* _Exercise requirements_
Copy the records from the line containing "Locate every instance of the purple flower petal" through the end of the records, switching "marker" to "dot" and leaving everything else unchanged.

━━━ Supplied records ━━━

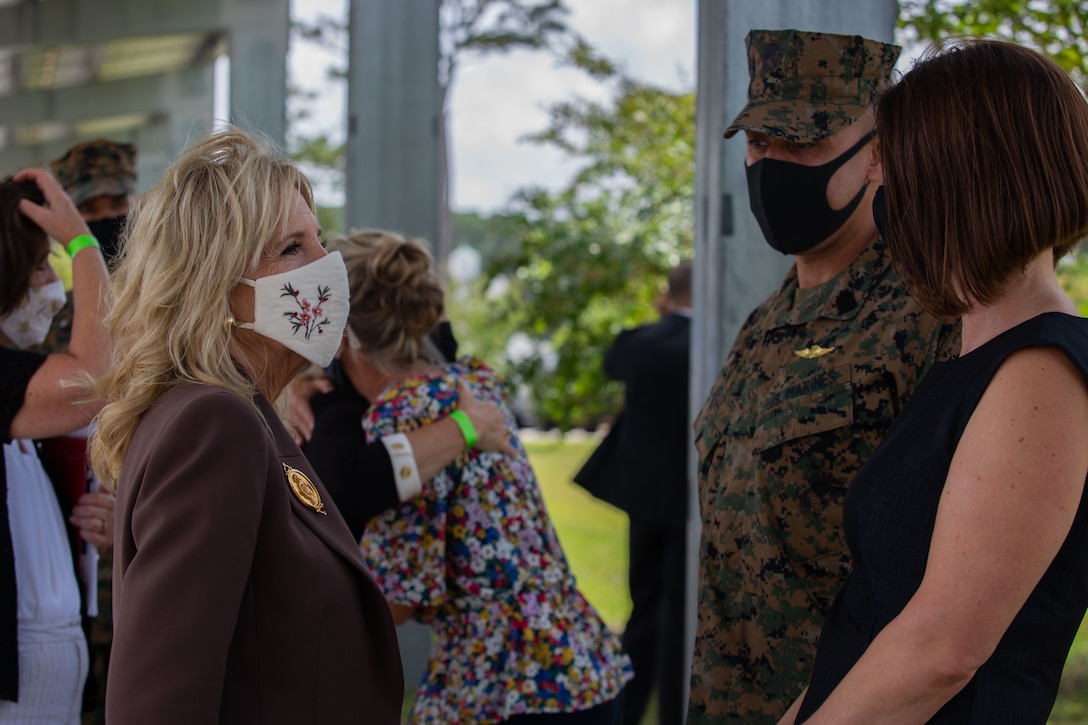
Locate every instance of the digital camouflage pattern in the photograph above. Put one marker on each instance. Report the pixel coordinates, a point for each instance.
(97, 168)
(808, 391)
(805, 86)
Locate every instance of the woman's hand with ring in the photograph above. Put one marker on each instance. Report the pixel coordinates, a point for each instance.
(94, 516)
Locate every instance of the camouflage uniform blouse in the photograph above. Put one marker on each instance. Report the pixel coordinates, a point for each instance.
(806, 394)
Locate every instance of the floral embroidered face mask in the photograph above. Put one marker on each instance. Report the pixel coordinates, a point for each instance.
(27, 324)
(305, 309)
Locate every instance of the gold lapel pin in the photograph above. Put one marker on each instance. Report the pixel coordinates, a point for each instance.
(815, 351)
(304, 489)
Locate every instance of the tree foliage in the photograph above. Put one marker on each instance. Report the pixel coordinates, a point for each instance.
(594, 255)
(1056, 27)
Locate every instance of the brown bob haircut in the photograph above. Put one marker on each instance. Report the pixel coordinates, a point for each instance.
(23, 244)
(985, 154)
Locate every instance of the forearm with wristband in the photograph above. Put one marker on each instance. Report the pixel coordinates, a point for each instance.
(465, 424)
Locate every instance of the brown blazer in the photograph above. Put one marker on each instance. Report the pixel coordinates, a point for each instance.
(234, 602)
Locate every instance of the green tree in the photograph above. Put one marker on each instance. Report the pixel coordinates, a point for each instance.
(593, 256)
(1056, 27)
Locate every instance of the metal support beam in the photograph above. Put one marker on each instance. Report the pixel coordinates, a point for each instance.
(257, 33)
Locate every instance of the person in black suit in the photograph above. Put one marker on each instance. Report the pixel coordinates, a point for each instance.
(642, 467)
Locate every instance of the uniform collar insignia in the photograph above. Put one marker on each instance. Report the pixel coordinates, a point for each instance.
(304, 488)
(815, 351)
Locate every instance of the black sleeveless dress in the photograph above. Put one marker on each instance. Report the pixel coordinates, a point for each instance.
(889, 517)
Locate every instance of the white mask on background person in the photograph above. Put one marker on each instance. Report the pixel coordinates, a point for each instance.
(305, 309)
(27, 324)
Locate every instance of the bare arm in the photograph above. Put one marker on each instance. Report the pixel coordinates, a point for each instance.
(1010, 499)
(791, 715)
(52, 407)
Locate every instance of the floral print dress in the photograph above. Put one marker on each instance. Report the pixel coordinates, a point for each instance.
(477, 557)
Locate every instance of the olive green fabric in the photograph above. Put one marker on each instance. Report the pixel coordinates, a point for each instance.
(97, 168)
(806, 394)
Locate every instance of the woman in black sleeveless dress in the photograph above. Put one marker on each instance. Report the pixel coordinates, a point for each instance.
(968, 526)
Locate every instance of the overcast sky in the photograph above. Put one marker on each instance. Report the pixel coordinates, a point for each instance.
(497, 99)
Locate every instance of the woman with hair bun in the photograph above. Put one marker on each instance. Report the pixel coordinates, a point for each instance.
(239, 594)
(476, 555)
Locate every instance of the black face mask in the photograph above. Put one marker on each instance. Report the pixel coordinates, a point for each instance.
(444, 340)
(108, 232)
(880, 212)
(790, 200)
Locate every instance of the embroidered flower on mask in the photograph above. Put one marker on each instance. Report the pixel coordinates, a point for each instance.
(309, 316)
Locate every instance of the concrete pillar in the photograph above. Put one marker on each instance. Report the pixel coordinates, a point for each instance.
(394, 111)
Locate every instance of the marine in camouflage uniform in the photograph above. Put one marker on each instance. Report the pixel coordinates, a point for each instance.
(810, 388)
(100, 177)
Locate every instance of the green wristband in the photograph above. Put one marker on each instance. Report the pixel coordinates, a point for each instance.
(468, 430)
(82, 242)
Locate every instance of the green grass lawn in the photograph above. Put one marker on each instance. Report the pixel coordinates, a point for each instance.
(592, 532)
(594, 537)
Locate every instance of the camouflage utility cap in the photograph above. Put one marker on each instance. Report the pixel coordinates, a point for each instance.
(98, 168)
(805, 86)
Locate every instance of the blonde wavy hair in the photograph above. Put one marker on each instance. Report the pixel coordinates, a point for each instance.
(396, 297)
(190, 240)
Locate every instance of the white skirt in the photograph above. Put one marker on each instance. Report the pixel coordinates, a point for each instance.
(52, 670)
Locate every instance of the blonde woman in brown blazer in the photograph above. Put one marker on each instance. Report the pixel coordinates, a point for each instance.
(239, 594)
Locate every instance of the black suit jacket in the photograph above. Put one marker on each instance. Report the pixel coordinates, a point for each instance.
(642, 465)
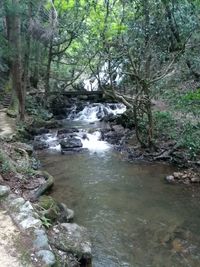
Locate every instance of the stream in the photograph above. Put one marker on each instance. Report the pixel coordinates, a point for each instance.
(134, 218)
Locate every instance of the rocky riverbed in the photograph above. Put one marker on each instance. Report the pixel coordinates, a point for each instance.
(41, 218)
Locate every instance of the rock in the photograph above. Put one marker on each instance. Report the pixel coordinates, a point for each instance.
(40, 145)
(170, 179)
(67, 215)
(195, 180)
(70, 143)
(49, 207)
(52, 124)
(47, 257)
(41, 240)
(67, 131)
(26, 147)
(72, 238)
(30, 222)
(118, 129)
(38, 131)
(177, 175)
(4, 190)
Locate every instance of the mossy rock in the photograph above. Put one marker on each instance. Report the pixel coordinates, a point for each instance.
(49, 207)
(12, 113)
(126, 119)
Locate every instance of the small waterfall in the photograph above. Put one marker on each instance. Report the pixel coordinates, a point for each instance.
(95, 112)
(90, 141)
(93, 142)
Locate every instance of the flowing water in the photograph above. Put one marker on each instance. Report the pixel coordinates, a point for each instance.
(134, 218)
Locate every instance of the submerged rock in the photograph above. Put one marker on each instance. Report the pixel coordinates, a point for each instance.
(74, 239)
(47, 257)
(70, 143)
(53, 210)
(40, 145)
(4, 190)
(185, 177)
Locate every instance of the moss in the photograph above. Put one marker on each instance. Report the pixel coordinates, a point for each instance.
(49, 208)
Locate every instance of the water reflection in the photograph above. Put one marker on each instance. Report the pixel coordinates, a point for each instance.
(134, 218)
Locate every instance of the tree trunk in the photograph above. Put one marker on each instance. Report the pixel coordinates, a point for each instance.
(16, 62)
(50, 54)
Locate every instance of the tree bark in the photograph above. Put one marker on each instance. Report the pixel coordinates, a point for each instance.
(16, 62)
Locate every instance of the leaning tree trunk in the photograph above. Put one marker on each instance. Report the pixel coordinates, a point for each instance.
(16, 61)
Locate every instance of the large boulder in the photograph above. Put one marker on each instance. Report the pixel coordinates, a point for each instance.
(40, 145)
(74, 239)
(53, 210)
(70, 143)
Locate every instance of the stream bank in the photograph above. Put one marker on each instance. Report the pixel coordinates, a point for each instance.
(45, 225)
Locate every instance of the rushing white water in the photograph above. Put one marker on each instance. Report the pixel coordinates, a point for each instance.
(93, 143)
(95, 112)
(90, 141)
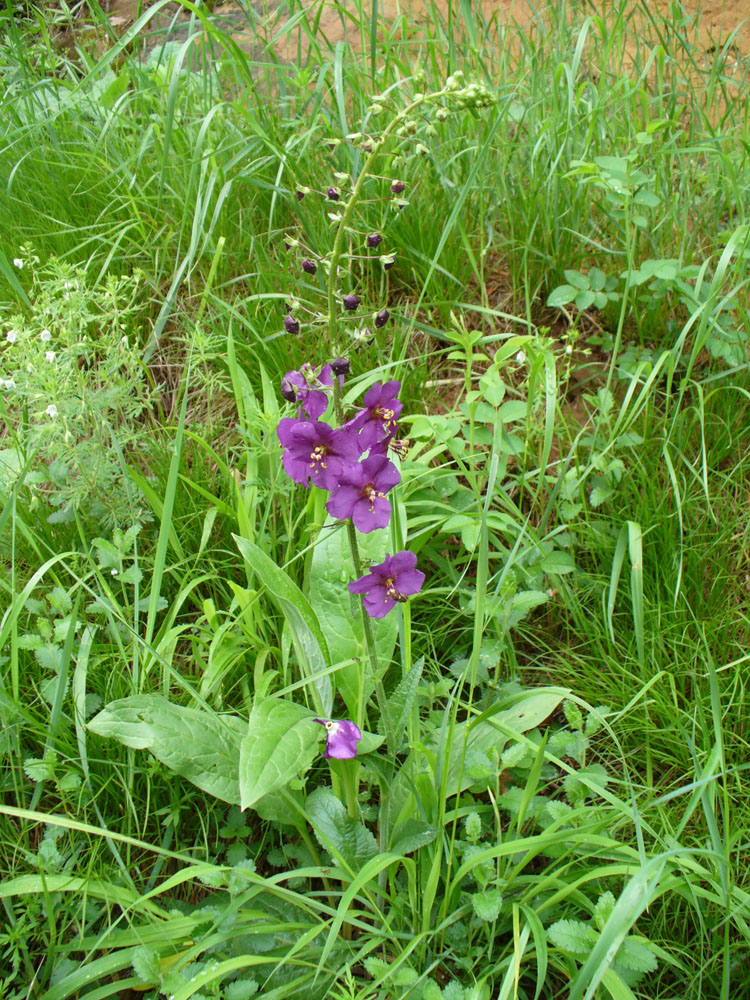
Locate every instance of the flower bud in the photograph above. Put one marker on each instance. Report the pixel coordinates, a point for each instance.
(341, 366)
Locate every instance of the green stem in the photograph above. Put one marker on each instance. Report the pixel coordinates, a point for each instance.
(351, 204)
(372, 650)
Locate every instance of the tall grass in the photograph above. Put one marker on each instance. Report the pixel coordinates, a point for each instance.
(616, 494)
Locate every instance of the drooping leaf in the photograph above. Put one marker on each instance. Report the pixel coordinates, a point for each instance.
(281, 741)
(336, 830)
(308, 638)
(200, 746)
(338, 611)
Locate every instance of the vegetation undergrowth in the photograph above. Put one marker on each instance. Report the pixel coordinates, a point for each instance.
(514, 771)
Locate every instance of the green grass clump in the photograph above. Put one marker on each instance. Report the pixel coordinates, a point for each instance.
(549, 799)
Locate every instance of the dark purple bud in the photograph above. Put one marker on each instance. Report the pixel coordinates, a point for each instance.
(341, 366)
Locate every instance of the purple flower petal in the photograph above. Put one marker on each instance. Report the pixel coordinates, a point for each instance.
(392, 581)
(342, 738)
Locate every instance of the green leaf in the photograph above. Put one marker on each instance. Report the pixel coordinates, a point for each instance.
(307, 636)
(401, 701)
(336, 831)
(573, 936)
(338, 611)
(200, 746)
(410, 835)
(561, 296)
(281, 741)
(487, 904)
(603, 909)
(557, 563)
(576, 279)
(635, 954)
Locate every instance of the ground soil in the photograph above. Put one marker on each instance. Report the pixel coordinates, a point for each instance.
(716, 21)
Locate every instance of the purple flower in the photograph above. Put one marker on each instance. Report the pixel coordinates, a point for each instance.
(393, 580)
(314, 451)
(361, 494)
(341, 738)
(307, 387)
(377, 421)
(341, 366)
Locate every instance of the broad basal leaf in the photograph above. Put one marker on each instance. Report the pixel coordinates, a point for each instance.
(281, 741)
(200, 746)
(336, 831)
(308, 637)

━━━

* _Reply to the task_
Locate every instance of the purple flower petal in the photograph above. Put one dot on each instance. Report the pixel coordinates, a point for each instance.
(392, 581)
(342, 738)
Locate every instance of the green leaf in the photograph above. Put one dot on each instance. Report the pixel coordinates, a point for each instance.
(307, 636)
(401, 701)
(336, 831)
(573, 936)
(338, 611)
(200, 746)
(410, 835)
(561, 296)
(281, 741)
(487, 904)
(603, 909)
(557, 563)
(576, 279)
(635, 954)
Locate every instance of the ground soil in the photograph above. Put one dot on each instance. Report the pixel coordinates, a point for each instance.
(716, 21)
Locate every instance of the purple flower in the photograph above. Put one dot on each instance. Report the pixel coordinates, a point for each instance.
(393, 580)
(314, 451)
(361, 494)
(341, 738)
(307, 387)
(377, 421)
(341, 366)
Locate every instance of the broad basal leaf in the photograph above. Put one dot on each instance. Report the pixel coordinates, a point for each instance.
(281, 741)
(200, 746)
(336, 831)
(308, 637)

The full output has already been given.